EXCERPT PROVIDED: Begin

Table S5 depicts mean scores for appearance congruence, depression, anxiety, positive affect, and life satisfaction at baseline and 24 months. Results for multivariate analysis of variance indicated that there were significant within-participant changes over time for all psychosocial outcomes in hypothesized directions (Wilk’s lambda, 0.32; F statistic with 20 and 122 degrees of freedom; 12.86; P<0.001). Specifically, scores for appearance congruence, positive affect, and life satisfaction increased significantly, and scores for depression and anxiety decreased significantly.

Means and variances of the variables for latent growth curve modeling, with estimated baseline levels and change over time for both time-only and adjusted models, are provided in Table 3. Scores for appearance congruence increased (annual increase on a 5-point scale, 0.48 points; 95% confidence interval [CI], 0.42 to 0.54; standardized β=1.48), as did T scores for positive affect (annual increase on a 100-point scale, 1.12 points; 95% CI, 0.37 to 1.89; β=0.26) and life satisfaction (annual increase on a 100-point scale, 2.31 points; 95% CI, 1.65 to 2.99; β=0.52). We observed decreased scores for depression (annual change on a 63-point scale, −1.27 points; 95% CI, −1.98 to −0.57; standardized β=−0.29) and decreased T scores for anxiety (annual change on a 100-point scale, −1.47 points; 95% CI, −2.15 to −0.80; β=−0.35) over a period of 2 years of GAH treatment.

Unadjusted models can be interpreted on their original scale. For instance, depression scores range from 0 to 63 (ranges of severity, minimal, 0 to 13; mild, 14 to 19; moderate, 20 to 28; and severe, 29 to 63). The model had an intercept (baseline mean) of 15.46 and estimated slope (change per year) of −1.27. Thus, on average, depression started in the mild range and decreased to the subclinical level by 24 months. Table S6 shows the percentages of youth scoring in the clinical range for depression and anxiety at each time point. Depression scores were available for 307 participants at baseline, 220 participants at 24-month follow-up, and 217 participants at both time points. Of these 217 participants, 35 had depression scores in the severe range at baseline; most of these participants (20 [57.1%]) reported a depression score in the minimal or moderate ranges at 24 months. Similarly, 27 of 40 participants (67.5%) with depression scores in the moderate range at baseline reported a depression score in the minimal or mild ranges at 24 months (chi-square statistic with 9 degrees of freedom, 54.11; P<0.001). With respect to anxiety, data were available for 308 participants at baseline, 217 at 24-month follow-up, and 213 at both time points. Among these 213 participants, 47 of 122 participants (38.5%) with baseline scores in the clinical range (T scores, >60) were in the nonclinical range at 24 months (chi-square statistic with 1 degree of freedom, 22.63; P<0.001).

EXCERPT PROVIDED: End
DATA EXCERPTS: Begin

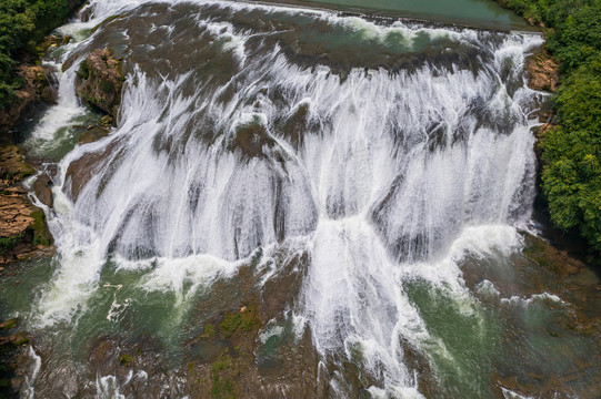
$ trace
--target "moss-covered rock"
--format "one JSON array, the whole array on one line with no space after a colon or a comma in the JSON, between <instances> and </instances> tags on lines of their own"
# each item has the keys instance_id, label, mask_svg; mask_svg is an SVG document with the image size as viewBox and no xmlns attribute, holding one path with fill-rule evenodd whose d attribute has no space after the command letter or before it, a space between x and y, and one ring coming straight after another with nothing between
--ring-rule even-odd
<instances>
[{"instance_id":1,"label":"moss-covered rock","mask_svg":"<svg viewBox=\"0 0 601 399\"><path fill-rule=\"evenodd\" d=\"M21 184L34 172L19 147L0 147L0 263L30 258L52 244L44 213L31 204Z\"/></svg>"},{"instance_id":2,"label":"moss-covered rock","mask_svg":"<svg viewBox=\"0 0 601 399\"><path fill-rule=\"evenodd\" d=\"M76 93L86 105L117 115L124 78L121 61L109 49L98 49L83 60L77 71Z\"/></svg>"},{"instance_id":3,"label":"moss-covered rock","mask_svg":"<svg viewBox=\"0 0 601 399\"><path fill-rule=\"evenodd\" d=\"M528 233L523 233L523 236L525 244L523 248L524 256L560 277L577 274L584 267L582 262L570 257L565 250L555 248L544 239Z\"/></svg>"}]
</instances>

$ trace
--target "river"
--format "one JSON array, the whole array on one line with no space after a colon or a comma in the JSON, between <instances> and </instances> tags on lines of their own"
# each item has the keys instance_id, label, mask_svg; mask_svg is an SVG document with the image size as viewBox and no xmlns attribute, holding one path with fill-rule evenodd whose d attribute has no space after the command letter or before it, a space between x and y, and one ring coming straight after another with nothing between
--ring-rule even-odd
<instances>
[{"instance_id":1,"label":"river","mask_svg":"<svg viewBox=\"0 0 601 399\"><path fill-rule=\"evenodd\" d=\"M87 6L46 61L59 103L23 143L53 171L57 255L0 282L32 338L21 395L594 397L599 342L522 254L548 95L524 63L542 38L478 4L504 30ZM460 17L477 19L439 21ZM79 145L98 115L76 71L104 47L123 58L117 127Z\"/></svg>"}]
</instances>

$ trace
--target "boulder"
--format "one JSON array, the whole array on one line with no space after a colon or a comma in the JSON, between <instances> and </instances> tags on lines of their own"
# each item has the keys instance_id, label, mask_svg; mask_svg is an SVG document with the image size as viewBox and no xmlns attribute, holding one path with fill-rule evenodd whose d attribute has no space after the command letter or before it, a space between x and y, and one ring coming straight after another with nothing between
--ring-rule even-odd
<instances>
[{"instance_id":1,"label":"boulder","mask_svg":"<svg viewBox=\"0 0 601 399\"><path fill-rule=\"evenodd\" d=\"M22 78L17 91L17 101L7 109L0 109L0 133L10 131L40 102L54 103L57 88L51 73L40 65L21 65L16 71Z\"/></svg>"},{"instance_id":2,"label":"boulder","mask_svg":"<svg viewBox=\"0 0 601 399\"><path fill-rule=\"evenodd\" d=\"M123 88L121 61L109 49L98 49L83 60L77 72L76 93L90 108L117 115Z\"/></svg>"},{"instance_id":3,"label":"boulder","mask_svg":"<svg viewBox=\"0 0 601 399\"><path fill-rule=\"evenodd\" d=\"M559 65L545 51L532 55L525 66L530 88L554 92L559 84Z\"/></svg>"}]
</instances>

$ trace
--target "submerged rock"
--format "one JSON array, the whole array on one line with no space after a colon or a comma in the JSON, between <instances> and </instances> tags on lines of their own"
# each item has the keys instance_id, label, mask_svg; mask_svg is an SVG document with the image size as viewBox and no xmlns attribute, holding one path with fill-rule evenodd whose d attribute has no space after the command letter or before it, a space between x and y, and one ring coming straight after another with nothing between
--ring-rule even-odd
<instances>
[{"instance_id":1,"label":"submerged rock","mask_svg":"<svg viewBox=\"0 0 601 399\"><path fill-rule=\"evenodd\" d=\"M79 65L76 93L86 105L114 117L121 103L123 82L121 61L113 58L109 49L98 49Z\"/></svg>"}]
</instances>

DATA EXCERPTS: End

PROBLEM SET:
1. Turn the excerpt's paragraph beginning "Means and variances of the variables" into a short bulleted list that keeps its main findings.
2. According to the excerpt, how many participants had depression scores at both baseline and the 24-month follow-up?
3. Using the excerpt, explain why it concludes that average depression started in the mild range and reached the subclinical level by 24 months.
The listing comes from a separate source and is unrelated to the excerpt.

TASK-BY-TASK RESULTS:
1.
- Table 3 gives means and variances for latent growth curve modeling, with baseline levels and change over time for time-only and adjusted models.
- Over 2 years of GAH treatment, these scores rose:
  - Appearance congruence: 0.48 points per year on a 5-point scale (95% CI, 0.42 to 0.54; β=1.48)
  - Positive affect: 1.12 points per year on a 100-point scale (95% CI, 0.37 to 1.89; β=0.26)
  - Life satisfaction: 2.31 points per year on a 100-point scale (95% CI, 1.65 to 2.99; β=0.52)
- Over the same period, these scores fell:
  - Depression: −1.27 points per year on a 63-point scale (95% CI, −1.98 to −0.57; β=−0.29)
  - Anxiety: −1.47 points per year on a 100-point scale (95% CI, −2.15 to −0.80; β=−0.35)

2. 217 participants had depression scores at both time points.

3. The unadjusted model had a baseline mean of 15.46, which falls in the mild range of 14 to 19. Its estimated slope was −1.27 points per year, so over two years the average score dropped below 14, into the range the excerpt calls subclinical.